-- begin MATERIAL SUPPLIED --
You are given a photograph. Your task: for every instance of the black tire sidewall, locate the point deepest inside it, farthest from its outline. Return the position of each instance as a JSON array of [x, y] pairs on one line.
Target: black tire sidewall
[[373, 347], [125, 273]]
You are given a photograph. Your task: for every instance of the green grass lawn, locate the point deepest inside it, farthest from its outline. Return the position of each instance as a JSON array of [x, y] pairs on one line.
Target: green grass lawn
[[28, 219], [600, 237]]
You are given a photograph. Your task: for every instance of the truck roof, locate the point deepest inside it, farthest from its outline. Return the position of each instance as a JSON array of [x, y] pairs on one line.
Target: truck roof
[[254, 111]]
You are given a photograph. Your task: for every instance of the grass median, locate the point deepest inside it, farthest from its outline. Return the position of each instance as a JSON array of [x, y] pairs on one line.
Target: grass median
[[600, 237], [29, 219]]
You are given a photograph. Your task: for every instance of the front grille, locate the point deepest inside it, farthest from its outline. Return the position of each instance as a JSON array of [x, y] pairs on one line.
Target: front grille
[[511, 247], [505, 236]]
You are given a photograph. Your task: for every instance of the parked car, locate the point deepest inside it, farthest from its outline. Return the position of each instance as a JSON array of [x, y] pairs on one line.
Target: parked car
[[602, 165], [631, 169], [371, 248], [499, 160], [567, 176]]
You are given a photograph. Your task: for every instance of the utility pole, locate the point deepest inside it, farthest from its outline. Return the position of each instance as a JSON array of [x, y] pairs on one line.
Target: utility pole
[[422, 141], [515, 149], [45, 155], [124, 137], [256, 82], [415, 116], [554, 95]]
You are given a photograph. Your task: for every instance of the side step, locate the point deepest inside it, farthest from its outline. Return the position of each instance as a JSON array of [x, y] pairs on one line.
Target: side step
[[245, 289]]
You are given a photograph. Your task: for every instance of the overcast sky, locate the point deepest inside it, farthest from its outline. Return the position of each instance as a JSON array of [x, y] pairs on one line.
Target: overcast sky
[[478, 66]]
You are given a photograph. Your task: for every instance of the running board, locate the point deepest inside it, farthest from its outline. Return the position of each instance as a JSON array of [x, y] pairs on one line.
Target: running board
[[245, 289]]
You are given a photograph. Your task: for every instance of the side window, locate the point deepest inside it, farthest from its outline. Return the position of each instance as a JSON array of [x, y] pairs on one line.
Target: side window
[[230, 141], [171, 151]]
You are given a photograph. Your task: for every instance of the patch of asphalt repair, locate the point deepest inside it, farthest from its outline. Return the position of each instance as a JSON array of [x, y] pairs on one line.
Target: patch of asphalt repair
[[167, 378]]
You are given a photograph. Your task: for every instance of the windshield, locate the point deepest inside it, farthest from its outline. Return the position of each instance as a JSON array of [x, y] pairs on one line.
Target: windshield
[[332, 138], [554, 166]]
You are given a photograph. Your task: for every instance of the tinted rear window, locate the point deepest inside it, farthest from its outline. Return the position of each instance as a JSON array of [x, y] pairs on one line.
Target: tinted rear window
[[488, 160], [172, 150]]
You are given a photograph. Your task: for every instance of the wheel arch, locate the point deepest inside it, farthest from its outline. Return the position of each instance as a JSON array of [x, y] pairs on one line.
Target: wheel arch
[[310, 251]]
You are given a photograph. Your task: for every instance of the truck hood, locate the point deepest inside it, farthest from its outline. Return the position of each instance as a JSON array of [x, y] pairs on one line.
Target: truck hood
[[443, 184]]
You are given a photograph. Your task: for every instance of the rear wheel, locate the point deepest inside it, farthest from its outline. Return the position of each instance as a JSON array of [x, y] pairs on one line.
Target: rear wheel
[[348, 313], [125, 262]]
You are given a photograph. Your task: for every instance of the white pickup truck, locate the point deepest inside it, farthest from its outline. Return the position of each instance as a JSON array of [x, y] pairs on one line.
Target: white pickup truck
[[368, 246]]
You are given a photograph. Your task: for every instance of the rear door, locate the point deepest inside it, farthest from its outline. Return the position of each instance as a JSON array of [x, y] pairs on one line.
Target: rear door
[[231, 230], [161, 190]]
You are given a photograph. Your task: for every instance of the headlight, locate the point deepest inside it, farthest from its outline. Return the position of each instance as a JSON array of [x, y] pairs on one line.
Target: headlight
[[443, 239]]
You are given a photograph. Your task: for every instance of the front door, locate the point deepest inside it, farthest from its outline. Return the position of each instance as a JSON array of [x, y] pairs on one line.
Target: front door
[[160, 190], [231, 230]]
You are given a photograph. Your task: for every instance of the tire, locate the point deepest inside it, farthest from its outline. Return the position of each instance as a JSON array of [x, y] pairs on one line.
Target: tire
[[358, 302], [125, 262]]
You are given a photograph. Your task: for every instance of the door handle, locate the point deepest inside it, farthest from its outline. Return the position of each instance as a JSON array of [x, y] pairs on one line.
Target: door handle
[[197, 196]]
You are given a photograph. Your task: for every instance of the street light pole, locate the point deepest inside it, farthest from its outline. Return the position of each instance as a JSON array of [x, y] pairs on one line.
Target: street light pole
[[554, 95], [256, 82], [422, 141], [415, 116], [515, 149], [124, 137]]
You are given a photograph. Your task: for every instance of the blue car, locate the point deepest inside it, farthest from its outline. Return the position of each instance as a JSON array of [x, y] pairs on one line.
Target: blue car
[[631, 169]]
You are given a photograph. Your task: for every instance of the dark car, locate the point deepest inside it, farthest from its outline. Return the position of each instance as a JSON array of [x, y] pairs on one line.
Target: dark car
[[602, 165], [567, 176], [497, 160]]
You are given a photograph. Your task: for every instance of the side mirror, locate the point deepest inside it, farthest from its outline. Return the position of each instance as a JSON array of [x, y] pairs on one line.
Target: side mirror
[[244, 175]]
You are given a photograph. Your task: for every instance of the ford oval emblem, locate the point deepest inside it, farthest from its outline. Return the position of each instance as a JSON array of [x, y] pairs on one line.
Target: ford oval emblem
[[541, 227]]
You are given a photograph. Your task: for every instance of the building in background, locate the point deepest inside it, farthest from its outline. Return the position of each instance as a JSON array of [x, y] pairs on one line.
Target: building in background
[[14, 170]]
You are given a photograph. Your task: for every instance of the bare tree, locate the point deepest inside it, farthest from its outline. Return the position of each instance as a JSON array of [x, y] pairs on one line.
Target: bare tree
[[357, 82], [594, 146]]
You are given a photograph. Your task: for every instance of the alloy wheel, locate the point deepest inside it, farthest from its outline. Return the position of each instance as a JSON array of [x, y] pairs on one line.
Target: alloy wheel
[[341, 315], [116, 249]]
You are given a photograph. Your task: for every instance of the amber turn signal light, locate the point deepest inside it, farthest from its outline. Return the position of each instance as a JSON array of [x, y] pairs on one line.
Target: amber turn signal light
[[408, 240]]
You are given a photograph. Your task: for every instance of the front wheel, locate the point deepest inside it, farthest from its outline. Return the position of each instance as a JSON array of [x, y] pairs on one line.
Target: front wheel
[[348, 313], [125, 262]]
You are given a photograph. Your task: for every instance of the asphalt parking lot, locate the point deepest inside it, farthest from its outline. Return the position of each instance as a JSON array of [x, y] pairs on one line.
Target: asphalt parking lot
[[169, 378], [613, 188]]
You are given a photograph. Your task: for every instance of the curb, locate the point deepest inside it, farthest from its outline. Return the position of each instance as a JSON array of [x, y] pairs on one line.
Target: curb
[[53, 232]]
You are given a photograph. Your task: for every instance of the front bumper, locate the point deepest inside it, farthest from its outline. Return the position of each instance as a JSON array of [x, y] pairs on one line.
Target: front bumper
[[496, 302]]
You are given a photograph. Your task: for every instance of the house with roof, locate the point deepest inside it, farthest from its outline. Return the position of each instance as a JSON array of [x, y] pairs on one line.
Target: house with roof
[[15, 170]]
-- end MATERIAL SUPPLIED --
• [PROBLEM REQUIREMENTS]:
Retype the lines that start with the line containing "truck roof, locate" and end with the line containing "[[511, 247], [505, 236]]", including both of those lines, and nothing else.

• [EXERCISE ANSWER]:
You are given a photograph. Your task: for every instance of the truck roof, locate the point deepest inside it, farthest from its outline. Return the position of each instance as a JSON array of [x, y] pairs on one line.
Target: truck roof
[[254, 111]]
You are given a photograph. Your task: for every instance of the grass median, locate the point deepest inside it, farthest from its outline. Return the position of each instance as a JSON array of [x, y] pairs on one line.
Target: grass median
[[600, 237], [29, 219]]
You are given a photograph. Your task: for every instance of the front grille, locate the point deepest inside it, farthest from its outline. Return the position of each instance as a JSON array of [x, y] pairs on one line.
Target: front grille
[[511, 247], [505, 236]]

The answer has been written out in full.